**THE PROBLEM**
Reproduce the first line of the entries that follow and each later line, word for word, ending with the one containing "to the white".
──────── RAW DATA ────────
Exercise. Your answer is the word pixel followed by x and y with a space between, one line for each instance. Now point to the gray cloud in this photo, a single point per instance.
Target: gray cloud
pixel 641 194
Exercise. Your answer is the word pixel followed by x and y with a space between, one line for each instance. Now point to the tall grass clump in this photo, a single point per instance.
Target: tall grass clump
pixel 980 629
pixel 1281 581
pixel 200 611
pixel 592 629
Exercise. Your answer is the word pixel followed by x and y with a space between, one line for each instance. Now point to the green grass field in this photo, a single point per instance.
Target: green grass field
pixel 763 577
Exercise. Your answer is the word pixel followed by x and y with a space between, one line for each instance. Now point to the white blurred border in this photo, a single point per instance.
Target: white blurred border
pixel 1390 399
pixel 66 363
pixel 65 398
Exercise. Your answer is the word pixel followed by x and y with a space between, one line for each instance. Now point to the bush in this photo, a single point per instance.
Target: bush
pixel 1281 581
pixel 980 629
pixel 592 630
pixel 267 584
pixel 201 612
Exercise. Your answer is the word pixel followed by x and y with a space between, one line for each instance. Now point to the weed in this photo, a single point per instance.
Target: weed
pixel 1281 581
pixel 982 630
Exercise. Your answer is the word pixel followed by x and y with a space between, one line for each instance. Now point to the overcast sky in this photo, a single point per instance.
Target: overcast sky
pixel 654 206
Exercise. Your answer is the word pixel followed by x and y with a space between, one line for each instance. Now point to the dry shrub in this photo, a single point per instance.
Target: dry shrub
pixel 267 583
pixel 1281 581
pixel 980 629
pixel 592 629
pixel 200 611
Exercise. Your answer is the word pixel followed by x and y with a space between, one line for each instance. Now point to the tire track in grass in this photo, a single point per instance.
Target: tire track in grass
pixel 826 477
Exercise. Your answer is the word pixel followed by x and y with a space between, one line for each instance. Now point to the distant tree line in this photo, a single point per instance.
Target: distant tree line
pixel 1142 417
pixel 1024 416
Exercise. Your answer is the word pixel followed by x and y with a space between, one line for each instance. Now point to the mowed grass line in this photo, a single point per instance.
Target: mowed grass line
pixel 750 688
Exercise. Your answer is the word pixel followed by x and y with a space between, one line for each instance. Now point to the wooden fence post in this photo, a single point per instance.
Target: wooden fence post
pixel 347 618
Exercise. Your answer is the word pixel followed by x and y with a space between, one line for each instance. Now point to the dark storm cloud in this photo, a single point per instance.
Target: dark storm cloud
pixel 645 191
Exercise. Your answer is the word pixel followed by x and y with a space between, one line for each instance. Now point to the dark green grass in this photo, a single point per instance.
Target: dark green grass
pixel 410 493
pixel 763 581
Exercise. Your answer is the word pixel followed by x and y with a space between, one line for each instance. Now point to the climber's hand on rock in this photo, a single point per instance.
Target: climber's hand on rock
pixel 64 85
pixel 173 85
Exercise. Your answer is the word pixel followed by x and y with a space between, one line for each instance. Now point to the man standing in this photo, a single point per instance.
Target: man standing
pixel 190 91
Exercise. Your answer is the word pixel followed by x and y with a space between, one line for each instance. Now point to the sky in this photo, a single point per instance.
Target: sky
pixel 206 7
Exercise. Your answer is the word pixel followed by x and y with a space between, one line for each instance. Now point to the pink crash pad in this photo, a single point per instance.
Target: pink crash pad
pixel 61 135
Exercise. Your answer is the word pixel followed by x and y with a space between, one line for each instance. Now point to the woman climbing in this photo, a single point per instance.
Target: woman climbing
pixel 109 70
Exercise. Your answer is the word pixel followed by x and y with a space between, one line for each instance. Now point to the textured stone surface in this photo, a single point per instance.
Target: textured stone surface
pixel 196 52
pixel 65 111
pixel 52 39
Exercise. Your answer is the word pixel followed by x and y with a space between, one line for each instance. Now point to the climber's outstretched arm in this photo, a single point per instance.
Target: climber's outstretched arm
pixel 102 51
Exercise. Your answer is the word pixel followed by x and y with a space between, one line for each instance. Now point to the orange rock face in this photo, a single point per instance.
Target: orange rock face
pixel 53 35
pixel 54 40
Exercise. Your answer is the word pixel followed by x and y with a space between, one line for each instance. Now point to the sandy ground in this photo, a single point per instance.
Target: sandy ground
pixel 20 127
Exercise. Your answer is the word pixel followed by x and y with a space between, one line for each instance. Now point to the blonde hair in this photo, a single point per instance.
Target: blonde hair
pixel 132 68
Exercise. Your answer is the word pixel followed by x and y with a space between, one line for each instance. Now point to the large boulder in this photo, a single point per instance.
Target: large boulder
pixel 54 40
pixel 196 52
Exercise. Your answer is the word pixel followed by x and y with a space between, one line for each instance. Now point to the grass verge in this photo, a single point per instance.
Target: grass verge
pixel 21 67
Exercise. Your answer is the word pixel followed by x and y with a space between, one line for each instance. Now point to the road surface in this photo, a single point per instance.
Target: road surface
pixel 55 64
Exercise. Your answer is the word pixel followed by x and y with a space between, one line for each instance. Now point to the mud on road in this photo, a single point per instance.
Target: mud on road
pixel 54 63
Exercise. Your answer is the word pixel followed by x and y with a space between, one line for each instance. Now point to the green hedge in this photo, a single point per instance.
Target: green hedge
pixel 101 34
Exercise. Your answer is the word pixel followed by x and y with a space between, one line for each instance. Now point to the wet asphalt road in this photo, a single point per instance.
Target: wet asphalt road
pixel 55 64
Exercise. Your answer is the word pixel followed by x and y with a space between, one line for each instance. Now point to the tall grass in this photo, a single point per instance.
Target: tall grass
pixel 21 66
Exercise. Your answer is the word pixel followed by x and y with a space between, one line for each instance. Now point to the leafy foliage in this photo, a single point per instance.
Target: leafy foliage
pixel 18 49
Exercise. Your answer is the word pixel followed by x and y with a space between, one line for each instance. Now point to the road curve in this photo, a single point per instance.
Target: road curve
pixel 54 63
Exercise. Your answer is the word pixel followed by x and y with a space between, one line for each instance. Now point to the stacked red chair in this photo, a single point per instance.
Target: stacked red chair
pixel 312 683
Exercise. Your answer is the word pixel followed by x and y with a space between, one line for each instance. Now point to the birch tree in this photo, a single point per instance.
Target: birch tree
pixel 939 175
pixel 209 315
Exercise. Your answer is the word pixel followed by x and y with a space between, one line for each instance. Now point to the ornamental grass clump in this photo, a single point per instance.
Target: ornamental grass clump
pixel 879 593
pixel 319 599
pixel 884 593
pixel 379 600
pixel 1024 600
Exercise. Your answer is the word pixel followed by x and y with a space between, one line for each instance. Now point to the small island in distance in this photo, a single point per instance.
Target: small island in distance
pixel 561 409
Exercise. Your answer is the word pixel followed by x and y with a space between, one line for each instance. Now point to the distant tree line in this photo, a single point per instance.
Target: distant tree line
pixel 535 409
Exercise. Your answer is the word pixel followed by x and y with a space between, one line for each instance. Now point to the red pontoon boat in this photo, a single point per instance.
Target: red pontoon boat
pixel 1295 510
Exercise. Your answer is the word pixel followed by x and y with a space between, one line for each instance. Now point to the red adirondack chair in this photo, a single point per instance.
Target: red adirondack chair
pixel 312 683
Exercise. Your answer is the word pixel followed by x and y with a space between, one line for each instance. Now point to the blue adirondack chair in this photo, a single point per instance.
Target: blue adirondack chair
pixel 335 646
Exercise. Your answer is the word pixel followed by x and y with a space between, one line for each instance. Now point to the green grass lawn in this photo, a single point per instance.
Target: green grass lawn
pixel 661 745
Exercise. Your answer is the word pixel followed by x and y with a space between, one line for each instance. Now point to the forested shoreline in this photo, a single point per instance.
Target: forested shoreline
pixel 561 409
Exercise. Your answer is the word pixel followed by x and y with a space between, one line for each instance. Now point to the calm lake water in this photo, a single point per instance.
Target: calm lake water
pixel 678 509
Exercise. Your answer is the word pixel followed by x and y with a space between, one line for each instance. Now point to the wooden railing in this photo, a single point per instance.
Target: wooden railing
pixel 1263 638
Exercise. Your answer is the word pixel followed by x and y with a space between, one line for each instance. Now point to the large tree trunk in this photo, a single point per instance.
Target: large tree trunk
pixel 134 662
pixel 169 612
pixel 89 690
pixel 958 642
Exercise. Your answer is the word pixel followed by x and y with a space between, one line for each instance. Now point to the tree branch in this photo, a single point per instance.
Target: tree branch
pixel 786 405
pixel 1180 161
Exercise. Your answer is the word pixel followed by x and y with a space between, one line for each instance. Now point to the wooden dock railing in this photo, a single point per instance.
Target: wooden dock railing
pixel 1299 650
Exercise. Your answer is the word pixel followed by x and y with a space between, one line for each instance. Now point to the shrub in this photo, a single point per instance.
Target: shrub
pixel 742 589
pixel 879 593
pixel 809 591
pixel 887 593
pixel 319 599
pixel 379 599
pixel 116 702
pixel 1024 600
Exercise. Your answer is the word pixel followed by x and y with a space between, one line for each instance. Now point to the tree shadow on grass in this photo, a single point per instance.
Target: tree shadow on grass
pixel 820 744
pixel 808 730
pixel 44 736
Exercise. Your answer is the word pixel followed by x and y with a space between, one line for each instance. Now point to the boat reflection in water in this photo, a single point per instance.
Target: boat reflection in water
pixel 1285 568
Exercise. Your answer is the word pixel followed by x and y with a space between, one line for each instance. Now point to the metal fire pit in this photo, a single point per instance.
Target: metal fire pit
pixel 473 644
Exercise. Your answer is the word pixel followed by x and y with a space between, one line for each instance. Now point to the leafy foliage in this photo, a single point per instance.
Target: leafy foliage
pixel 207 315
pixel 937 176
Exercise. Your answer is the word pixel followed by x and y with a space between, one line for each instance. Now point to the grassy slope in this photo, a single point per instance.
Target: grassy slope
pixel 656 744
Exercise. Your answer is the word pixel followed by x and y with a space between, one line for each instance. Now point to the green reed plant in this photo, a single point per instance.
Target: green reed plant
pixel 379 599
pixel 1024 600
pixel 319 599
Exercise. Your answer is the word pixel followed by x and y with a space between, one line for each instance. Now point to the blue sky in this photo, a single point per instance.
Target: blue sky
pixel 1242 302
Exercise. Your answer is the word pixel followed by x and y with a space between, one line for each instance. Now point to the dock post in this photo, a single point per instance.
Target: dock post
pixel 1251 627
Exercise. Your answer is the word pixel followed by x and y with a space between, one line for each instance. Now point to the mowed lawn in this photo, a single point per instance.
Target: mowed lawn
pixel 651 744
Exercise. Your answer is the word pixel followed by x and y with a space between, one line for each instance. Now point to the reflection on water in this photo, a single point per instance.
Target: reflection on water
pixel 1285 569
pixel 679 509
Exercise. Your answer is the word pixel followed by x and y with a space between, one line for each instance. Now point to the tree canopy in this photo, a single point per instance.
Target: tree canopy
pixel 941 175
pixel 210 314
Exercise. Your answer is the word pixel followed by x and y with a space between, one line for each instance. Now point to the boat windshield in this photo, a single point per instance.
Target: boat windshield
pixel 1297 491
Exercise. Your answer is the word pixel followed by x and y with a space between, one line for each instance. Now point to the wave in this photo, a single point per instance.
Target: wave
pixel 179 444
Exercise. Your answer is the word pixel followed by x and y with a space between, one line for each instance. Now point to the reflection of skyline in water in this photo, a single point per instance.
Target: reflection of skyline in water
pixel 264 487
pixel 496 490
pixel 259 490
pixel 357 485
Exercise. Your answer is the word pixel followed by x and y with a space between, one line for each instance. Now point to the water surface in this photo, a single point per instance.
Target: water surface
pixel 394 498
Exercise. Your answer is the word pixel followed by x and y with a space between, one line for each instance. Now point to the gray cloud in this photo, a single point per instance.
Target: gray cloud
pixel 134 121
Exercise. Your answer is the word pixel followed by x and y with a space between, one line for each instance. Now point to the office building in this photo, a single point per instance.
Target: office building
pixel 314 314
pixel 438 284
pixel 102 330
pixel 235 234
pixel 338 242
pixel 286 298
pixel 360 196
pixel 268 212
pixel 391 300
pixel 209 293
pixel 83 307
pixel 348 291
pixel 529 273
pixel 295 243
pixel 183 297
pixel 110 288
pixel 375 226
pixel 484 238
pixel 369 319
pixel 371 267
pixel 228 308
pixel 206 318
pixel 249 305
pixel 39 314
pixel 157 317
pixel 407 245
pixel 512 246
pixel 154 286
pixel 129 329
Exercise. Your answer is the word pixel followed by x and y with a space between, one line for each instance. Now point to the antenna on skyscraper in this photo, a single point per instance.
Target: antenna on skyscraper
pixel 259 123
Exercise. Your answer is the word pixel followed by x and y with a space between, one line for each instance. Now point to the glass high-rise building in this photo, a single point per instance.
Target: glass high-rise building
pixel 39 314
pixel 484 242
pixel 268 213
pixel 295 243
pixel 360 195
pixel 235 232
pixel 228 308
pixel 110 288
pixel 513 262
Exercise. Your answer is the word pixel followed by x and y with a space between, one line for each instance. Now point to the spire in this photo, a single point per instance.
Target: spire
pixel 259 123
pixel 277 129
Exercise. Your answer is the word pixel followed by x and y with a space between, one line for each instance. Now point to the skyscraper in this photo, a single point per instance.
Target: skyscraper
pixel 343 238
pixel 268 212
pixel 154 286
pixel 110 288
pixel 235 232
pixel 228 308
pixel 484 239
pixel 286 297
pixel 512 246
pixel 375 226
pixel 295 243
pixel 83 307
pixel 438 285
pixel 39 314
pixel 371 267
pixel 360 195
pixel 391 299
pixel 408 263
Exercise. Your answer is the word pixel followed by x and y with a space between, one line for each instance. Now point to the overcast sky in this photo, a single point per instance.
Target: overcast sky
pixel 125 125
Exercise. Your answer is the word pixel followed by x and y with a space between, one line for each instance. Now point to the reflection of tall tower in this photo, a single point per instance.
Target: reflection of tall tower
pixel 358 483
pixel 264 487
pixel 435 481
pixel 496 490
────────
**ANSWER SPACE**
Exercise. Your answer is the word pixel followed by x and y with a space between, one line for each instance. Now point to the gray cloud in this photo, a single point per instance.
Target: gray cloud
pixel 641 194
Exercise. Your answer is the word pixel followed by x and y with a space between, one line for each instance. Now point to the tall grass clump in this photo, a single point per instance.
Target: tall grass clump
pixel 980 629
pixel 1281 581
pixel 200 611
pixel 592 629
Exercise. Your answer is the word pixel followed by x and y with a space between, one line for each instance. Now point to the green grass field in this photo, a single point per instance.
Target: green grass field
pixel 763 577
Exercise. Your answer is the word pixel followed by x and y with a space between, one line for each instance. Now point to the white blurred border in this photo, a single point per instance.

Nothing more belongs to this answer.